__PASSAGE__.
|---|

During the Scottish independence debate over the next two years I expect to hear several arguments being repeated over and over again. Now, off the top of my head, there are some statistics from both sides I take issue with and I wish to address.

Firstly, from Yes Scotland:

Scotland gets 9.3% of UK spending, but generates 9.6% of UK taxes. We generate over £1,000 more tax per person than the average across the UK. Over each of the last 6 years Scotland’s finances have been stronger than the UK. And over the past 30 years, we have had a relative surplus of £19 billion.

Apart from the fact that the above figures take a snapshot of one year (in other words over the last 30 years, say, there have been times where the opposite has happened), they are speculative at best for one very simple reason - they assume that 90+% of North Sea oil is allocated to Scotland. The figures also fluctuate depending on the North Sea revenues in a given year. I have touched on the legal problems before. Now the very simple but very important legal position is as follows: Scotland and England created the Acts of Union in 1707 to form Great Britain. It is Westminster that is sovereign. Not Scotland. Not England. The purpose of the Acts of Union was to create a new state, albeit with two separate jurisdictions within it. No border was set in 1707. It is up to Westminster to set this internal border as it likes through legislation. International law does not have, and never will have, the authority to determine the UK's internal boundaries.

|---|

__INFORMATION SUPPLIED__.
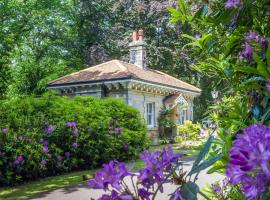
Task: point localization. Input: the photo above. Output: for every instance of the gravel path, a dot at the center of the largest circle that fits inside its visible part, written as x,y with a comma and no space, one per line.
83,192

|---|

__EXERCISE BRIEF__.
Continue the passage on Scottish independence statistics from where it stops.

__EXERCISE RESULT__.
No matter how much it may hurt them, the SNP cannot set the UK's borders - only the UK parliament can do that. At present there is no distinction between "Scottish" or "English" waters, they are British waters. And until such times as Scotland or England legally separate from the other they always will be. The SNP like to draw an east-west line through Berwick on Tweed, which puts the vast majority of North Sea oil in Scotland. But in 1999 Westminster changed the boundary to follow the Tweed in a north-easterly direction, putting closer to 50% of the reserves in Scotland. Now if Scotland voted to leave the UK in 2014 all it means is that the Scottish parliament has the right to start negotiations with Westminster about leaving the UK. The boundary would be part of those negotiations. Only after setting the boundary would international law apply for allocating revenues, not before.

I have it on good authority that Westminster could have a strong case for claiming up to half of the oil reserves. The remaining question would be what happens to the Orkney and Shetland islands if they decided to remain in the UK - something which the SNP MP Angus MacNeil has said would be accepted. If they decided to stay in the UK then they would be seen as detached islands of the UK mainland (so oil revenues from the Northern Isles would still flow to the UK Treasury), and another new boundary would need to be set.

As a consequence of all these issues, the SNP cannot guarantee in any shape or form that a separate Scottish state would have 90+% of North Sea oil. It would be legal matter which could eventually be referred to an international court. The statistic therefore loses its credibility.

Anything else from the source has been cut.